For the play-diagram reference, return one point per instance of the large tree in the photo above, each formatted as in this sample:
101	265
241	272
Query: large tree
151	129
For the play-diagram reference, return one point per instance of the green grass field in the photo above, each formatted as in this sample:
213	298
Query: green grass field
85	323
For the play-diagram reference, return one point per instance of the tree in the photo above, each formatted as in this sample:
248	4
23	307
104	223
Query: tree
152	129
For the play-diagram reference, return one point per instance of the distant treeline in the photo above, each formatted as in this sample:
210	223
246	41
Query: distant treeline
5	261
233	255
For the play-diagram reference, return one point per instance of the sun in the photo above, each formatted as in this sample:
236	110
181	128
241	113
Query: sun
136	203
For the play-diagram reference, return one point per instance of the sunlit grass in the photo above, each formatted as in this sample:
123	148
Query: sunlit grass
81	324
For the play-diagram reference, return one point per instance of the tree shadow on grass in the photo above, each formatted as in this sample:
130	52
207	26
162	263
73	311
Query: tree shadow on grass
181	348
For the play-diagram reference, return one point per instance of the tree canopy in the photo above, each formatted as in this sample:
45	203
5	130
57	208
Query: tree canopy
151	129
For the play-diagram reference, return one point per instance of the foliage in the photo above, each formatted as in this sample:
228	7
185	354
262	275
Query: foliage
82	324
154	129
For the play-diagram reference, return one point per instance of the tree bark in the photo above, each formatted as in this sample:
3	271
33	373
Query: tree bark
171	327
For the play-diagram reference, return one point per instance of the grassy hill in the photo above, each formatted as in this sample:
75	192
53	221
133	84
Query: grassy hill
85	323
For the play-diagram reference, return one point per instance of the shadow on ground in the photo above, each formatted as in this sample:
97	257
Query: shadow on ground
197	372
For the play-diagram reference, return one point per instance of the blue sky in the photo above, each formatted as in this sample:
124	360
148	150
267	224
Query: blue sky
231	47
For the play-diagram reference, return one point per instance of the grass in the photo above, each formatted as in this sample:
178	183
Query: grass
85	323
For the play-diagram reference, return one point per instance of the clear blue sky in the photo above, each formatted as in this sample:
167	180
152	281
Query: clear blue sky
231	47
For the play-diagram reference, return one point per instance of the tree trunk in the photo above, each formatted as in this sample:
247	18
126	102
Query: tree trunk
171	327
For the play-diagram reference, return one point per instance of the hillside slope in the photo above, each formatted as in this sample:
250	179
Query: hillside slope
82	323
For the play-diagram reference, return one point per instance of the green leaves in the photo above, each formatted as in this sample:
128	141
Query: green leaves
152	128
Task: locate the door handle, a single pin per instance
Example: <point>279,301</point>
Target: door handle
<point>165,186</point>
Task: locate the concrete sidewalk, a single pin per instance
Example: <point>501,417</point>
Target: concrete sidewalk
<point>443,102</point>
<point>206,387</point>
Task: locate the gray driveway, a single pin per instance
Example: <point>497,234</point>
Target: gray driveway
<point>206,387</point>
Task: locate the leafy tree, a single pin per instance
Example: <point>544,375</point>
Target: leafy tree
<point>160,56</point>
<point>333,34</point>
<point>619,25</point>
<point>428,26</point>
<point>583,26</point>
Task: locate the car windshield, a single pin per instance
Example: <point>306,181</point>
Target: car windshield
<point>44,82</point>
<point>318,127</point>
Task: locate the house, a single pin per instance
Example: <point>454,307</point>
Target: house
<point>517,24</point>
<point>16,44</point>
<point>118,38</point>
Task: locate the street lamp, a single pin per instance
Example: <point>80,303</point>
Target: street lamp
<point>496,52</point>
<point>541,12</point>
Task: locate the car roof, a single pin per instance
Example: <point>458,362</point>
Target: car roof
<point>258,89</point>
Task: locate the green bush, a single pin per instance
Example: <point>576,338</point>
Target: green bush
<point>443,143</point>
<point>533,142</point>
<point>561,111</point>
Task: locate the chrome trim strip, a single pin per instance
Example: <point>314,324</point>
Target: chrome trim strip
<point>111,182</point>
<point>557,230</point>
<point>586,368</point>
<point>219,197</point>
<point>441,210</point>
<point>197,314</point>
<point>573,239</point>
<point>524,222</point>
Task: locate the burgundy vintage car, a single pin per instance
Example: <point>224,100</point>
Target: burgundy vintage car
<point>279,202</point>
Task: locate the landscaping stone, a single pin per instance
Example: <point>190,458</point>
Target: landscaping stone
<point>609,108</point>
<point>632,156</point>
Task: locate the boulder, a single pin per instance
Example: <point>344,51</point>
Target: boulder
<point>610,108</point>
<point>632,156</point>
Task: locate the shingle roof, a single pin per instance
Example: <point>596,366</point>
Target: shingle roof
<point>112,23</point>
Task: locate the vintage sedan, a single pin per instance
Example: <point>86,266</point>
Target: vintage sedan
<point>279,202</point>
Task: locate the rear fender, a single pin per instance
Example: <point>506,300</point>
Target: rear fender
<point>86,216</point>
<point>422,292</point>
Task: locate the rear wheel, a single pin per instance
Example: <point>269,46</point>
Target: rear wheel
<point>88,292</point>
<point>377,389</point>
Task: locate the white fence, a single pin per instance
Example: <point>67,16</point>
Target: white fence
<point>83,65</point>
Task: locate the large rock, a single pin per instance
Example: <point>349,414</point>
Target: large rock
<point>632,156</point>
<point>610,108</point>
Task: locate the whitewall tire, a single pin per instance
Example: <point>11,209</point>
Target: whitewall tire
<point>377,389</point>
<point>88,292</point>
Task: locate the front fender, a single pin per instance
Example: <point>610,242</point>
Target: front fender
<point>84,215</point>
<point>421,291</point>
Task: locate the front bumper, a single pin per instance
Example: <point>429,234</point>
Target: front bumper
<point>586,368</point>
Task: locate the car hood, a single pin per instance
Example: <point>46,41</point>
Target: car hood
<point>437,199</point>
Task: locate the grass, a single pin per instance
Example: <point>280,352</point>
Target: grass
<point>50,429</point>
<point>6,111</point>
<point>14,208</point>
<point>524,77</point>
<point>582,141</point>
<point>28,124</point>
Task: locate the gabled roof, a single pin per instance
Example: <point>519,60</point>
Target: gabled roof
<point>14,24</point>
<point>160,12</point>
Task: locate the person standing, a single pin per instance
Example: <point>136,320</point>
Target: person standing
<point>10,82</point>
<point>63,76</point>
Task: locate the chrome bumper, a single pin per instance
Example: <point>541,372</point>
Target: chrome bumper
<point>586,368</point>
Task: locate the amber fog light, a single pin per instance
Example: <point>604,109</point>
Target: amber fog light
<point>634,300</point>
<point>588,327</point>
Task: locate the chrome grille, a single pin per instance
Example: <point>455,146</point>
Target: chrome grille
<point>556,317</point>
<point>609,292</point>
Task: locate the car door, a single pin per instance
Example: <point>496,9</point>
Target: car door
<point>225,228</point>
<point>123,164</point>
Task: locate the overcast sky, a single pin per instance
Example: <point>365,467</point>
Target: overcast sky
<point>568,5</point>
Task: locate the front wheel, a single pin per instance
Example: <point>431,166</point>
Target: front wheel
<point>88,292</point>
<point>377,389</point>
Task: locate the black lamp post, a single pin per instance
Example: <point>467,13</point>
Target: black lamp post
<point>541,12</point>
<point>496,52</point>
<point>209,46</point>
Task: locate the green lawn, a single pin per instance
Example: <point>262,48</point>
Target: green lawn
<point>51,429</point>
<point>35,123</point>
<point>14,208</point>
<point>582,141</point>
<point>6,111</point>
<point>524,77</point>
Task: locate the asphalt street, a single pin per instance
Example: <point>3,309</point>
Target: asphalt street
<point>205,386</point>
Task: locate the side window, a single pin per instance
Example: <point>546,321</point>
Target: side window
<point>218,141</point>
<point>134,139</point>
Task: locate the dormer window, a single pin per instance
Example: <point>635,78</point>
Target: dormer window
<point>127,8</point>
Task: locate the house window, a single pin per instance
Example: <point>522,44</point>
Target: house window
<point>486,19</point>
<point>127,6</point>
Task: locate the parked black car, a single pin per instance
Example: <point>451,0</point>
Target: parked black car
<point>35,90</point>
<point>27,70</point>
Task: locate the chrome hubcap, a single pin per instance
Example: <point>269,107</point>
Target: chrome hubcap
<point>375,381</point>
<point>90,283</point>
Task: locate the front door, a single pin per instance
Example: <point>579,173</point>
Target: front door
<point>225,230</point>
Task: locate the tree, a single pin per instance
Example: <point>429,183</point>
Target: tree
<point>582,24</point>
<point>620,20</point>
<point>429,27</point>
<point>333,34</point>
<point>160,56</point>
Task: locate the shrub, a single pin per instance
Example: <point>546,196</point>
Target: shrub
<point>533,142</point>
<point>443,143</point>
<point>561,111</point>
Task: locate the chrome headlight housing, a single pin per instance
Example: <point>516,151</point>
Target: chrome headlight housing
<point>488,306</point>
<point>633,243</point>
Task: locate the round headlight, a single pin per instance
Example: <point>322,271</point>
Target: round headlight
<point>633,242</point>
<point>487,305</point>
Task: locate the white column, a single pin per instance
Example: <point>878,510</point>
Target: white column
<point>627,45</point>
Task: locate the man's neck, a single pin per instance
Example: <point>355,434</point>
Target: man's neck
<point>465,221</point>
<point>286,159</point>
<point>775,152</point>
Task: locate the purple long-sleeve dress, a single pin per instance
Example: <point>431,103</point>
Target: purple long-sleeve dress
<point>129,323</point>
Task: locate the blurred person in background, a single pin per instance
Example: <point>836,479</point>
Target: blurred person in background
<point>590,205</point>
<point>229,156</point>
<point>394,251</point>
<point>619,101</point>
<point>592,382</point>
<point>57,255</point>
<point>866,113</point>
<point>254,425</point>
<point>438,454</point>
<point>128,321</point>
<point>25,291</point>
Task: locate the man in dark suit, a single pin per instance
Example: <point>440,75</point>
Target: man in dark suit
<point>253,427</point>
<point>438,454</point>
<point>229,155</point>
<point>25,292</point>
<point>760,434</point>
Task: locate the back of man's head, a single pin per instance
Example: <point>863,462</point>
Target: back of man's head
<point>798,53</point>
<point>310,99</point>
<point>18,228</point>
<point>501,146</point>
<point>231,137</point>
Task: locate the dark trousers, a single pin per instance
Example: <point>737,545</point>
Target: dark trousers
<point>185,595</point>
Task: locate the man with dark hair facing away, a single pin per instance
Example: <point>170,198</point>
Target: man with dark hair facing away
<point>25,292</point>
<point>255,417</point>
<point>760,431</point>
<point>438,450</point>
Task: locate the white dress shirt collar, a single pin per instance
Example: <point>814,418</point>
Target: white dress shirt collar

» **The problem**:
Out of the data above, set down the lines from the one with "Target: chrome grille" to the one with "Task: locate the front door, a", both included, exactly as written and with no additions.

» **Your solution**:
Target: chrome grille
<point>556,317</point>
<point>609,292</point>
Task: locate the car door, a single pin per instance
Example: <point>496,9</point>
Target: car door
<point>225,228</point>
<point>123,164</point>
Task: locate the overcast sky, a single pin per instance
Example: <point>365,467</point>
Target: overcast sky
<point>568,5</point>
Task: locate the front wheel, a single pin per instance
Example: <point>431,166</point>
Target: front wheel
<point>88,292</point>
<point>377,389</point>
Task: locate the black lamp post, a single pin per instance
Example: <point>467,13</point>
Target: black lamp post
<point>541,12</point>
<point>496,52</point>
<point>209,46</point>
Task: locate the green lawn, a single pin per instance
Example: <point>262,48</point>
Target: green lawn
<point>51,429</point>
<point>35,123</point>
<point>14,208</point>
<point>582,141</point>
<point>6,111</point>
<point>524,77</point>
Task: locate the asphalt street, a single pin per instance
Example: <point>3,309</point>
Target: asphalt street
<point>205,386</point>
Task: locate the side window, a single pin per instance
Example: <point>546,321</point>
Target: side window
<point>218,141</point>
<point>134,139</point>
Task: locate the dormer window, a single pin per instance
Example: <point>635,78</point>
Target: dormer window
<point>127,8</point>
Task: locate the house window, a single pin per instance
Example: <point>522,44</point>
Target: house window
<point>486,19</point>
<point>127,6</point>
Task: locate the parked black car, a single pin per instance
Example: <point>451,0</point>
Target: parked black car
<point>35,90</point>
<point>27,70</point>
Task: locate the chrome hubcap, a single pin per instance
Example: <point>269,107</point>
Target: chrome hubcap
<point>375,381</point>
<point>90,283</point>
Task: locate the front door, a single pin per instance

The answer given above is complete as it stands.